WORK TO COMPLETE — Reproduce the listing below word for word, keeping every line in its original order.

WORKING DATA —
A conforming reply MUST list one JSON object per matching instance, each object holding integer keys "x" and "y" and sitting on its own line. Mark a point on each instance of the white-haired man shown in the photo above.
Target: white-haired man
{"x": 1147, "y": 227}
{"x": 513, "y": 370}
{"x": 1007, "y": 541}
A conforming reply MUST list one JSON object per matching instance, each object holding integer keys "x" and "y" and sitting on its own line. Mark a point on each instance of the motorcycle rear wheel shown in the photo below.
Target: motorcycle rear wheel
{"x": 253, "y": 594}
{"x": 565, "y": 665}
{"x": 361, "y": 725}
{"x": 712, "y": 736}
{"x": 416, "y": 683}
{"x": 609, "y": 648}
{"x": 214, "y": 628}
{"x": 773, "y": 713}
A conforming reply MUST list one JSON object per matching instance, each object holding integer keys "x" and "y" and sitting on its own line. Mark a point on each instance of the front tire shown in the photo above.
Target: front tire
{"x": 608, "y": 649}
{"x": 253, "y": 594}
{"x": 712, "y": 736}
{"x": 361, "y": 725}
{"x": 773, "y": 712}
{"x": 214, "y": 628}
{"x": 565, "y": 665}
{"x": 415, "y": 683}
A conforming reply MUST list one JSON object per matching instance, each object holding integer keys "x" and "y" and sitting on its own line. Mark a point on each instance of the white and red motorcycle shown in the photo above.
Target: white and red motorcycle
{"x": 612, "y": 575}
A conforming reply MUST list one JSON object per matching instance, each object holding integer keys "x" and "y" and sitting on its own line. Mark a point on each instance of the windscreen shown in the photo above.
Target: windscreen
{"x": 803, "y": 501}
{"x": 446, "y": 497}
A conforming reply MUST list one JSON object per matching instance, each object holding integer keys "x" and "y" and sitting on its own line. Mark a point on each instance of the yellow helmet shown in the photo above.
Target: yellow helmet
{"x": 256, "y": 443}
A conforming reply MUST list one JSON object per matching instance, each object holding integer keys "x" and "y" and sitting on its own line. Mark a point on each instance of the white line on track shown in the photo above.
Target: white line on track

SOLUTION TO THIS EXERCISE —
A conforming reply MUST list one JSON object per matching instance, each object holding integer keys "x" and "y" and sitting on its own line. Mark a point on each instance of the white-haired man shown in the photo above.
Target: white-haired man
{"x": 1147, "y": 227}
{"x": 513, "y": 370}
{"x": 1007, "y": 541}
A conforming reply MUST list one JSON object per matching instance, each object holding integer keys "x" and "y" and sitting on its own line. Mark a point on each instance of the motorcycle rear wheel shown in the photo below.
Target: motorcycle rear wheel
{"x": 253, "y": 594}
{"x": 565, "y": 665}
{"x": 361, "y": 725}
{"x": 712, "y": 736}
{"x": 416, "y": 683}
{"x": 609, "y": 648}
{"x": 214, "y": 628}
{"x": 773, "y": 713}
A conforming reply MUST list one JSON object per matching instance, each object holding integer keys "x" and "y" and sitting on its own line. Mark a point on each instance of the front tire shown in the photo above.
Target: front tire
{"x": 608, "y": 649}
{"x": 253, "y": 594}
{"x": 712, "y": 736}
{"x": 361, "y": 725}
{"x": 773, "y": 712}
{"x": 214, "y": 628}
{"x": 565, "y": 665}
{"x": 415, "y": 683}
A conforming reply MUST list one JSON object per matching instance, each object holding integer keys "x" and "y" and sitting on its own line. Mark a point on each instance of the white and red motorcycle shown in the photo above.
Target: white and red motorcycle
{"x": 612, "y": 575}
A conforming reply MUST list one JSON object per matching instance, each object holding integer keys "x" and "y" and sitting on its own line. Mark a point on each instance of the windscreen shown in the photo above.
Target: windscreen
{"x": 803, "y": 501}
{"x": 446, "y": 497}
A conforming reply MUST list one JSON object per matching instance, each object holding integer keys "x" and "y" and sitting on its own line. Mark a point on each instance of the yellow helmet shown in the photo above.
Target: yellow helmet
{"x": 256, "y": 443}
A conforming reply MUST list one JSON object per matching instance, each object holding integer keys "x" and "y" and sitting on its own line. Mark a point on each instance of the white line on track shown in the photo above.
Target: white line on track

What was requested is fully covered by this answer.